begin Items

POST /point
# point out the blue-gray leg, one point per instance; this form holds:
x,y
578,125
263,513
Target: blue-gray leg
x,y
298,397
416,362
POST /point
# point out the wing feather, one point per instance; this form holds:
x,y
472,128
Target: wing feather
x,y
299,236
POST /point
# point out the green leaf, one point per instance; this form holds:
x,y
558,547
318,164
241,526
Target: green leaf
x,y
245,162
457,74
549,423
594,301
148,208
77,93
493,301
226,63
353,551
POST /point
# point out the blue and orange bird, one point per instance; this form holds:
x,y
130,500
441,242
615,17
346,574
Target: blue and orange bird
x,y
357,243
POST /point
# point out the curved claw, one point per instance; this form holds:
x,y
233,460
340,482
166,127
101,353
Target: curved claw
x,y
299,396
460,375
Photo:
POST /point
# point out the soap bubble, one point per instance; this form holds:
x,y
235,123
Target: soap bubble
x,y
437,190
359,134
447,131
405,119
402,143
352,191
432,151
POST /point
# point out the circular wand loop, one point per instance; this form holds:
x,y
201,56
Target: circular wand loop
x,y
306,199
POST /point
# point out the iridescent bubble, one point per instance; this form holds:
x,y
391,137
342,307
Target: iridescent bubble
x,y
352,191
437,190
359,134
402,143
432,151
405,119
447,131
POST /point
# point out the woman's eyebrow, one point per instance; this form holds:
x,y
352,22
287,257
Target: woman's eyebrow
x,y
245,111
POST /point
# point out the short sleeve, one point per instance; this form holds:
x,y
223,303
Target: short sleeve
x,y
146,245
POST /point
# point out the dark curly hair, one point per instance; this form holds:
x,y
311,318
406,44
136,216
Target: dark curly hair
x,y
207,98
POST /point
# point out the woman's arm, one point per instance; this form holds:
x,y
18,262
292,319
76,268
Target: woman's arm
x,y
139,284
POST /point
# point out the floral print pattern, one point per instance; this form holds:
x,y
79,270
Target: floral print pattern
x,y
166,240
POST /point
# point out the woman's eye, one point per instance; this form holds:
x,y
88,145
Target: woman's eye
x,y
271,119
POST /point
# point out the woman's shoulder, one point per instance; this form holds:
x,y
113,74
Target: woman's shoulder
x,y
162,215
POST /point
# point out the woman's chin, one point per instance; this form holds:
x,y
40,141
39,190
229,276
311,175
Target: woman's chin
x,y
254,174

end Items

* _Written problem_:
Reproduce the records above exactly.

* _Completed task_:
POST /point
# point out the blue-gray leg, one point per instance; this form holds:
x,y
578,125
263,513
Target: blue-gray leg
x,y
298,397
416,362
POST /point
# point out the wing feather, one point per instance; this form holds:
x,y
472,128
Target: wing feather
x,y
299,236
POST /point
# point out the green leaf, one point per instance; this form holds:
x,y
558,547
318,164
241,526
Target: green leaf
x,y
245,162
457,74
549,423
594,301
148,208
77,93
493,301
226,63
353,551
POST /point
# point out the blue and orange bird, one point per instance; this form holds:
x,y
130,500
441,242
615,17
346,574
Target: blue and orange bird
x,y
357,243
POST /point
# point out the curved claw, one point per instance; this form holds:
x,y
233,460
340,482
166,127
101,353
Target: curved claw
x,y
299,396
460,375
Photo:
POST /point
# point out the soap bubble, one point per instance; this form holds:
x,y
235,123
Target: soap bubble
x,y
437,190
359,134
447,131
405,119
402,143
352,191
432,151
POST /point
# point out the circular wand loop, one point per instance; this form holds:
x,y
201,56
Target: circular wand loop
x,y
306,199
POST /point
# point out the iridescent bubble, one point per instance; this form holds:
x,y
391,137
342,307
Target: iridescent bubble
x,y
352,191
437,190
359,134
402,143
432,151
405,119
447,131
POST /point
# point out the woman's eyebrow, one point per instance; this form holds:
x,y
352,22
287,257
Target: woman's eyebrow
x,y
245,111
POST /point
# point out the short sleeve, one point per instance; this form holds:
x,y
223,303
Target: short sleeve
x,y
146,245
POST /point
# point out the dark curly hair, one point per instance; this form holds:
x,y
311,318
406,44
136,216
Target: dark curly hair
x,y
207,98
POST /point
# point out the woman's arm, one point per instance; this form holds:
x,y
18,262
292,319
76,268
Target: woman's arm
x,y
139,284
POST /point
# point out the floral print pattern, one point per instance; this form holds:
x,y
79,270
Target: floral print pattern
x,y
166,240
POST /point
# point out the woman's eye, one point per instance; this form holds:
x,y
88,145
Target: woman's eye
x,y
271,119
POST /point
# point out the woman's shoulder, one point per instance; this form holds:
x,y
113,74
Target: woman's shoulder
x,y
162,215
POST /point
# point out the woman's chin, one point per instance; this form holds:
x,y
40,141
39,190
229,276
311,175
Target: woman's chin
x,y
254,174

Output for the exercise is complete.